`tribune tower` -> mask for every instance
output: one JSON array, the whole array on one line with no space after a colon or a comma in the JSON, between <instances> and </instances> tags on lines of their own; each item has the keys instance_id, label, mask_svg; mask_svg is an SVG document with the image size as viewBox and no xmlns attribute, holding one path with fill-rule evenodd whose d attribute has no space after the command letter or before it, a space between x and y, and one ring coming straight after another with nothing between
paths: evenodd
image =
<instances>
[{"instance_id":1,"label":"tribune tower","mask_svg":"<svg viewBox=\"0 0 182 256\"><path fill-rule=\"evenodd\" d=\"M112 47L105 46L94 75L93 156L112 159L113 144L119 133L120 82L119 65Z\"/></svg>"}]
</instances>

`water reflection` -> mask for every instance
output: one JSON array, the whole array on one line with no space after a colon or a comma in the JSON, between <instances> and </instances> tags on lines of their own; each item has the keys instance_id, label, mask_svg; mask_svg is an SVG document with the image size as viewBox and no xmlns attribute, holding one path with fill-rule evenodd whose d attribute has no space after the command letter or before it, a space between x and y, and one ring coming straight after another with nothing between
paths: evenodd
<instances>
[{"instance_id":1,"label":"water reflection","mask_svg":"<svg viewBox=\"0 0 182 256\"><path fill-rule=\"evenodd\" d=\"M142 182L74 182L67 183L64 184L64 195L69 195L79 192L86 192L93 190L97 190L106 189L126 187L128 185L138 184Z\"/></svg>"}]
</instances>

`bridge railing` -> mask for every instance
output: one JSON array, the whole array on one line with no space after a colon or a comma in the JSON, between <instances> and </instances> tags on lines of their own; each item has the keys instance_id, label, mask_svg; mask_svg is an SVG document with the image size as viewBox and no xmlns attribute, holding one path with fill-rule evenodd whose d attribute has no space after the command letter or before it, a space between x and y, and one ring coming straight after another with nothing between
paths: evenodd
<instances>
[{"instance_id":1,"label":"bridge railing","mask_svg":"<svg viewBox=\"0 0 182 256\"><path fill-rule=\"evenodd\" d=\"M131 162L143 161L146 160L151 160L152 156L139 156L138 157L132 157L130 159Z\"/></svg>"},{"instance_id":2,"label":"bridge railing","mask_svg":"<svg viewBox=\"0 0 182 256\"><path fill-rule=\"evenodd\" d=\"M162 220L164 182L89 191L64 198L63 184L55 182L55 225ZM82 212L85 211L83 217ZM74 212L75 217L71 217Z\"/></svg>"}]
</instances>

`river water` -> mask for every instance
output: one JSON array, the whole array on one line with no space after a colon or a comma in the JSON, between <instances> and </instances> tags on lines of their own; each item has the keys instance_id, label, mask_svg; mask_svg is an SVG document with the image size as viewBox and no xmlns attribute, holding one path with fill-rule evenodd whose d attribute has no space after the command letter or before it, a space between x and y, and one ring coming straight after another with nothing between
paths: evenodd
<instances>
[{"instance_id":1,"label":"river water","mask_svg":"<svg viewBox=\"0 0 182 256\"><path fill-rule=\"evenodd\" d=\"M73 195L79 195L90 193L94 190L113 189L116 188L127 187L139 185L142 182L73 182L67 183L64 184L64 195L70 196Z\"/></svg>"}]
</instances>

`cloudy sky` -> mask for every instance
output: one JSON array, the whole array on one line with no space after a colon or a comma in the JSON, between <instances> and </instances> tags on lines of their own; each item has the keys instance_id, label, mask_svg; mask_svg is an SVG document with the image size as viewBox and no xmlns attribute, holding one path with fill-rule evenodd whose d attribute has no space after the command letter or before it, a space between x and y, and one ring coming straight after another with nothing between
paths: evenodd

• **Problem to work on**
Show every line of the records that contains the word "reflection", matching case exactly.

• **Solution**
`water reflection` -> mask for every instance
[{"instance_id":1,"label":"water reflection","mask_svg":"<svg viewBox=\"0 0 182 256\"><path fill-rule=\"evenodd\" d=\"M142 182L74 182L67 183L64 184L64 195L69 195L79 192L86 192L93 190L97 190L106 189L126 187L128 185L138 184Z\"/></svg>"}]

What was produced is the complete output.